# Text block
------------------------------------------------------------------------

I congratulate and thank the World Bank and the International Monetary Fund for organizing, without fail, the regular Spring Consultation meetings and dedicating this year’s event to not only recovery from one of the most devastating global crises in modern history, but to help plan for a more sustainable future for humankind.
Like most of the challenges we will face in this century, COVID-19 has ecological and social roots and dimensions. The pandemic has also demonstrated that global problems can no longer be addressed in isolation. The loss of natural habitats, the lack of equitable access to safe and sanitary shelter, inequality in healthcare access, and other pressing issues will cause more global crises like this pandemic.
The overall theme of the Spring Consultations is therefore timely and appropriate: Economic Recovery: Toward a Green, Resilient and Inclusive Future. As the economy becomes more globalized and social and ecological problems take on an international character, we will be unable to avoid working with each other. The basis of this future will be global cooperation.
Financing will play a critical role in our work. Therefore, the World Bank and the IMF will be vital players in achieving the goals of a green, resilient, and inclusive future for mankind. We will have to use the tools of global finance to direct resources towards actions that reflect these goals.
The most important feature of global finance as a tool for ecological and social resiliency is its ability to reallocate resources from those who have it, to those who need it. I was Chair of the United Nations Green Climate Fund from 2013 to 2014. During my tenure, we were able to complete the GCF’s Initial Resource Mobilisation (IRM) of USD 10.3 billion in pledges. Of this, USD 7.2 billion have been available for commitment during the IRM period. This has been an important source of funding for opening sustainable economic opportunities for communities in need.
However, available funding is still a far cry from its goal of becoming a USD 100-billion fund. The difficulties in pooling resources from different national contributions compound during global crises, when countries are hesitant to make international transfers of scarce national resources. In a sense, the current contributions-based framework in the UN GCF, and in the IMF and World Bank as well, will prove inadequate. It is easier to make contributions in good times. This of course diminishes the utility of such schemes. Global sustainability financing must have some built-in countercyclicality: being available when
it is needed the most.
We must begin to view international cooperation less as aid, then, and more as international insurance and risk-pooling. This means that we must invest pooled global resources in a way that reduces general and specific risks, improves resource mobilization, and creates sustainable global wealth and opportunity.
At the same time, we must find ways to internalize the costs of unsustainable practices. Unsustainable practices benefit from an effective subsidy because they are not penalized for their impacts on ecology and society. As Chair of the Tax Committee of the Philippine House of Representatives, I am an advocate of using fiscal levers to achieve social outcomes. Global Pigouvian taxes on pollutants and polluters should no longer be taboo in international conversations.
The countries represented here are parties to the Rio Conventions on Climate Change and Biodiversity or are involved in the adoption of Agenda 21. Within these agreements are instruments where we can already discuss the matters of internalizing costs of unsustainable practices and making resources available when they are most needed. The two major instruments that would dictate what Parties would deliver on their climate obligations are their respective Nationally Determined Contributions (NDCs) and their National Adaptation Plans.

------------------------------------------------------------------------

# Record extracts
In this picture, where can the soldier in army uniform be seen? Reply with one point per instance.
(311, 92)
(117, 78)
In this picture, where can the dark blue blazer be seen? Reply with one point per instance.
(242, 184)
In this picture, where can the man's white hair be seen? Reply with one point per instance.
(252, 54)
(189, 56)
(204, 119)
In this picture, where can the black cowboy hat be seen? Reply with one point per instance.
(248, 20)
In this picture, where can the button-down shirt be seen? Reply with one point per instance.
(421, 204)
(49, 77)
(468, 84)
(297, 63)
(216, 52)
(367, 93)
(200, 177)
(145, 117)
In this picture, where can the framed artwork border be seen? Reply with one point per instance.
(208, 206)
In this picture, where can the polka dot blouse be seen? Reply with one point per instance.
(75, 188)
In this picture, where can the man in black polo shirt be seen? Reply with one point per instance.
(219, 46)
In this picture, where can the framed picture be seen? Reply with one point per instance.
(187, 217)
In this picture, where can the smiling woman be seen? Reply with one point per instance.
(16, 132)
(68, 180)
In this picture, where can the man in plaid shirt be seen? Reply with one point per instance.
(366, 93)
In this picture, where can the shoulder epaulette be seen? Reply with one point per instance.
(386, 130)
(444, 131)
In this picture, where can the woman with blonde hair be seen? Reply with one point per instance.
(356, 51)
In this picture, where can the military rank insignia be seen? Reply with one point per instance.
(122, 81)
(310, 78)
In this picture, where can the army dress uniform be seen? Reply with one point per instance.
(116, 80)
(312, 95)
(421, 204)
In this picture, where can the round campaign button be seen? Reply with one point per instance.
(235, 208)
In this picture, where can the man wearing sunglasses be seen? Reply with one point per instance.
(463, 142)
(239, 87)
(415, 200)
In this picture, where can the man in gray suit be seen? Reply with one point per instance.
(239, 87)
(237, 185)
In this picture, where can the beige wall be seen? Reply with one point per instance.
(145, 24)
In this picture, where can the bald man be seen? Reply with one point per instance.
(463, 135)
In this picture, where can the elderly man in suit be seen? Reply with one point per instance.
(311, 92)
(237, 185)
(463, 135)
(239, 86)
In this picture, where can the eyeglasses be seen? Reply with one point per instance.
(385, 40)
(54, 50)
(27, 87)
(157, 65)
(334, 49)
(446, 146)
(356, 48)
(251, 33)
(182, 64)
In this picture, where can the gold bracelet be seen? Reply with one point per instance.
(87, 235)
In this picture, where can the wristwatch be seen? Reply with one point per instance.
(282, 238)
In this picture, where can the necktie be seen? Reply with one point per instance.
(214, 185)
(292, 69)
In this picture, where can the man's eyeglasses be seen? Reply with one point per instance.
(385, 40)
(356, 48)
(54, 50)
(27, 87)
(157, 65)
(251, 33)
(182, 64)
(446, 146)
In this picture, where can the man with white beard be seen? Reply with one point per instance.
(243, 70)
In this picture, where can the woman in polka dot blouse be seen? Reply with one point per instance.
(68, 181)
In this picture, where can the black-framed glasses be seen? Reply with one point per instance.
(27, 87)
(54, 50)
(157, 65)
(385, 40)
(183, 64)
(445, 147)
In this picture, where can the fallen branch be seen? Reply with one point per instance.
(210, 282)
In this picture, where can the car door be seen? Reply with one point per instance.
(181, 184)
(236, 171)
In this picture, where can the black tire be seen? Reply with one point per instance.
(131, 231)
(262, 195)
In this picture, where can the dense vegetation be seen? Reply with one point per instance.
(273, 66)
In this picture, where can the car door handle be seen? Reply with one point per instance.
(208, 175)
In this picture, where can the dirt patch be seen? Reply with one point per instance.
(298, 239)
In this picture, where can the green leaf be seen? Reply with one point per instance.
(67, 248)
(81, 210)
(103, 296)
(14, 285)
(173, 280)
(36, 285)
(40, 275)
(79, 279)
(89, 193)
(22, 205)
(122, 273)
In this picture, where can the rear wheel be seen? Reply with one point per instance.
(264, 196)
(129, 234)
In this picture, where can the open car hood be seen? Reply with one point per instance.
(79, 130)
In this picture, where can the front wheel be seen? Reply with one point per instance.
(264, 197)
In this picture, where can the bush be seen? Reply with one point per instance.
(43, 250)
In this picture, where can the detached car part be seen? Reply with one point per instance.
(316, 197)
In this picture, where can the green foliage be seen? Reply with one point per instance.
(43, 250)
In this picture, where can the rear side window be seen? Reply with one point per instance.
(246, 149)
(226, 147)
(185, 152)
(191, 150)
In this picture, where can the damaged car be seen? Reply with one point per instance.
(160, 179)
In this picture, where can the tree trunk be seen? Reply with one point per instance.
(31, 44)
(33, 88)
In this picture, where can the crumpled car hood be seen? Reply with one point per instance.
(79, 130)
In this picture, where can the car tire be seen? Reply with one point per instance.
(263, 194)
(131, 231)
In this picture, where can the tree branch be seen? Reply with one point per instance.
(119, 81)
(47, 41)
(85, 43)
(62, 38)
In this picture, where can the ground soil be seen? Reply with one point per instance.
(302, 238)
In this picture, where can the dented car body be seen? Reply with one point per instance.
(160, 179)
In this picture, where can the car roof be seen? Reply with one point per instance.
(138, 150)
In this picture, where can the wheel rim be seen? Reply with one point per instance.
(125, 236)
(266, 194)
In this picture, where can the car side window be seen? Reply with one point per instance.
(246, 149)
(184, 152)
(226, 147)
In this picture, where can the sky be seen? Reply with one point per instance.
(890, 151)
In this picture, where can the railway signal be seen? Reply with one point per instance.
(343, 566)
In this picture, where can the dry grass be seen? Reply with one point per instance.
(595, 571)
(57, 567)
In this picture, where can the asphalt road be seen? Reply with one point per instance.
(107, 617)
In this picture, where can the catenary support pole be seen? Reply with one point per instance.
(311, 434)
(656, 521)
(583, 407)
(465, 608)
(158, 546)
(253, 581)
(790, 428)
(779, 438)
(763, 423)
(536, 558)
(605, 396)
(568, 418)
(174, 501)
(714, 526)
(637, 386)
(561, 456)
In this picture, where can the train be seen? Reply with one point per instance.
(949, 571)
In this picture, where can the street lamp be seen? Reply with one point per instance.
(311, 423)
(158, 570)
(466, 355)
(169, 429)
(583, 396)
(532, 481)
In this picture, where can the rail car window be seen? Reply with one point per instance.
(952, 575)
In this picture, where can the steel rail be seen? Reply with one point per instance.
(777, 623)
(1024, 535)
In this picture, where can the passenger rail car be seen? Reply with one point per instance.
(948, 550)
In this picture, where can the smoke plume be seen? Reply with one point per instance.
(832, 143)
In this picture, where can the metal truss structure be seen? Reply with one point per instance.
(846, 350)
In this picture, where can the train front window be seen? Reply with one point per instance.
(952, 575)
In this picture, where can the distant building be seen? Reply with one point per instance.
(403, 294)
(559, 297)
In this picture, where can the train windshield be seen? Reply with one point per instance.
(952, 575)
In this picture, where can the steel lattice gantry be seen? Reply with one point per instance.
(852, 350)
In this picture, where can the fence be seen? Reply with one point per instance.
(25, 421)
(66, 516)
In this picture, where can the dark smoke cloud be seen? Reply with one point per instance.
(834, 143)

------------------------------------------------------------------------

# Explore the material
- 1) Revise the text on sustainable recovery financing from "We must begin" to "wealth and opportunity.", replacing "risk-pooling" with "shared risk".
- 2) In the text on sustainable recovery financing, what amount in pledges did the GCF's Initial Resource Mobilisation reach?
The data above come from a different source than the text.

# Expected responses
- 1)
We must begin to view international cooperation less as aid, then, and more as international insurance and shared risk. This means that we must invest pooled global resources in a way that reduces general and specific risks, improves resource mobilization, and creates sustainable global wealth and opportunity.

- 2) USD 10.3 billion.